■ DIRECTIONS
Could you write out the records below exactly as they appear, leaving out any pictures?

■ Entries taken from a collection
+ + + + + + +
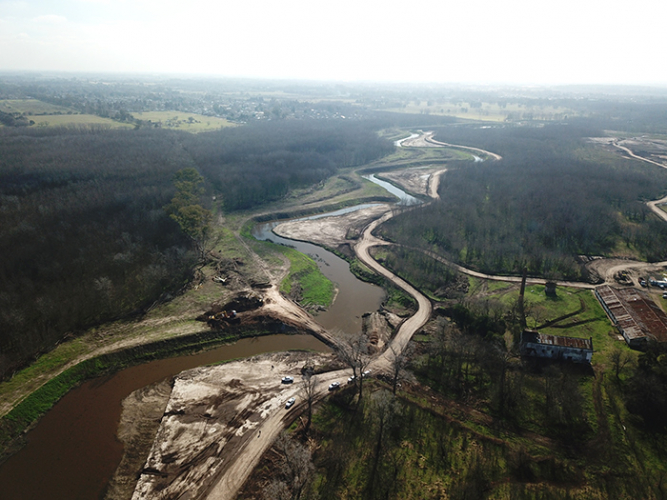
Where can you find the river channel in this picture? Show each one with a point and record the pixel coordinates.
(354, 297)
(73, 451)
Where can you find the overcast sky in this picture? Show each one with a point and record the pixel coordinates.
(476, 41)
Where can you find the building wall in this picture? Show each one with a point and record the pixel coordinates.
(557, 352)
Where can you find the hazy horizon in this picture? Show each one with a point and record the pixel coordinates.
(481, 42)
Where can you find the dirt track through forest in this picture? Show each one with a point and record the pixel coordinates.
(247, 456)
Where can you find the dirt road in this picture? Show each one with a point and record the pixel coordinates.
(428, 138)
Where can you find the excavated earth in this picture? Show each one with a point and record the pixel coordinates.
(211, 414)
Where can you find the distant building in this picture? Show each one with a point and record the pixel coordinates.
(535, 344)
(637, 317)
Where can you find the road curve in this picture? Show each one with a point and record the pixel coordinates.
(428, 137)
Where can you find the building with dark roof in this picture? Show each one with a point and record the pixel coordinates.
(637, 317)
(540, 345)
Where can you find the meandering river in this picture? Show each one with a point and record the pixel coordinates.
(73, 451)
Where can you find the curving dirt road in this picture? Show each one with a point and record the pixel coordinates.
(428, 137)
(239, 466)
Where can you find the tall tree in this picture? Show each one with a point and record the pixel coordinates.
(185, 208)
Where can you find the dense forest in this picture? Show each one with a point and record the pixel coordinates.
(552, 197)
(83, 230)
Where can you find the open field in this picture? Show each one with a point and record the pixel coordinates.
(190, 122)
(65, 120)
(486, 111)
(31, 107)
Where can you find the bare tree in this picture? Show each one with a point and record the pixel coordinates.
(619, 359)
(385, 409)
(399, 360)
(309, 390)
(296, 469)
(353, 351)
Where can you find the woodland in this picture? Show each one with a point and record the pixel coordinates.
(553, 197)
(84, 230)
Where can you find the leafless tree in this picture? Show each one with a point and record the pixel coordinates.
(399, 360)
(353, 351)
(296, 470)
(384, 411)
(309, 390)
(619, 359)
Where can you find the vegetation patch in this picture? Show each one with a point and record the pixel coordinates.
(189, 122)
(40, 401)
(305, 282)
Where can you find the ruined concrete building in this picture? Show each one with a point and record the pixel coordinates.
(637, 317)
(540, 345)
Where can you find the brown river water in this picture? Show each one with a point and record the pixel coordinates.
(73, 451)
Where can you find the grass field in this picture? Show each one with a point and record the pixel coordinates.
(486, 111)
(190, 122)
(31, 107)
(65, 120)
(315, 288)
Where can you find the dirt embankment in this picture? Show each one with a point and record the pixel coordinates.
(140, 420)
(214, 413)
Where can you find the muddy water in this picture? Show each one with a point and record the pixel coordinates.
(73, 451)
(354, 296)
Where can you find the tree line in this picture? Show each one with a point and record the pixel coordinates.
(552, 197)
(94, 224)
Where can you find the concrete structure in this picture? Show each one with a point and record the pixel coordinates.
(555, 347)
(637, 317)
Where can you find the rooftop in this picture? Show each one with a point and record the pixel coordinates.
+ + + + + + +
■ EXERCISE RESULT
Where can you find the river channel in this picture? Show each one with a point and record the pixel coordinates.
(354, 297)
(73, 451)
Where can you find the overcast sky in this picture? Show each one with a point and record the pixel coordinates.
(476, 41)
Where can you find the building wall in this picture? Show each one with a point and record the pixel coordinates.
(557, 352)
Where can you find the hazy horizon in this picture? Show each one with a point and record the pixel coordinates.
(481, 42)
Where can you find the dirt track through forest in this picture? Show each one with a point and record the pixel coordinates.
(247, 456)
Where can you find the dirt road in this picture? Show each one with a point and record the pixel coordinates.
(428, 138)
Where can you find the excavated earth in this picture? Show each one with a point and record the pixel coordinates.
(211, 414)
Where can you find the distant building in this picture? Show each one with a point and record the pixel coordinates.
(535, 344)
(637, 317)
Where can you find the road curve in this picture? Show each one with a point and record the pixel coordinates.
(428, 137)
Where can you find the building with dark roof in this picture? Show each one with a point and record the pixel coordinates.
(637, 317)
(540, 345)
Where can you find the meandering river in this picture? Show each one with a point and record the pixel coordinates.
(73, 451)
Where can you find the curving dirt road in this picture? Show each one with a point and record the pixel coordinates.
(428, 137)
(239, 466)
Where can you find the tall tree in this picture? Show each one with a point and record the pixel coordinates.
(185, 208)
Where can you find the dense forest in this picture? Show each one with a point and record the pixel coordinates.
(552, 197)
(83, 230)
Where can you find the open field in this picture? Show each one with a point and record the pixel coordinates.
(190, 122)
(65, 120)
(486, 111)
(31, 107)
Where can you find the bare tree in this picture? Show each one with a point and record the pixel coordinates.
(619, 359)
(385, 409)
(399, 360)
(309, 390)
(296, 469)
(353, 351)
Where can you find the woodland in this picture? Show each one with a point and record the pixel coordinates.
(553, 197)
(84, 230)
Where can you find the leafless tree in this picture? Show each one with a point and record the pixel coordinates.
(399, 360)
(353, 351)
(296, 470)
(384, 411)
(309, 390)
(619, 359)
Where can you find the vegetation patch in this picture? Show each one with a point and record the pixel coordinates.
(189, 122)
(40, 401)
(305, 282)
Where can you find the ruined concrete building in this picture? Show each one with a point and record the pixel coordinates.
(637, 317)
(540, 345)
Where can you find the brown river water in this picture? Show each one with a point and record the pixel coordinates.
(73, 451)
Where can you find the grass field in this picture? Show each one with a point and record the pixel coordinates.
(486, 111)
(190, 122)
(31, 107)
(65, 120)
(315, 288)
Where can you find the dirt embankment in this picture? Show each one with a point and record the pixel coordinates.
(140, 420)
(214, 413)
Where can you find the muddy water in this picture? Show each one with a point and record the pixel coordinates.
(73, 451)
(354, 296)
Where can you find the tree line in this picture? Show each one with a point and record the pixel coordinates.
(552, 197)
(94, 224)
Where can you find the concrete structure in this picture? Show each one with a point and record the pixel coordinates.
(555, 347)
(637, 317)
Where can you find the rooftop in this picture? Show each one with a point and record the pixel coordinates.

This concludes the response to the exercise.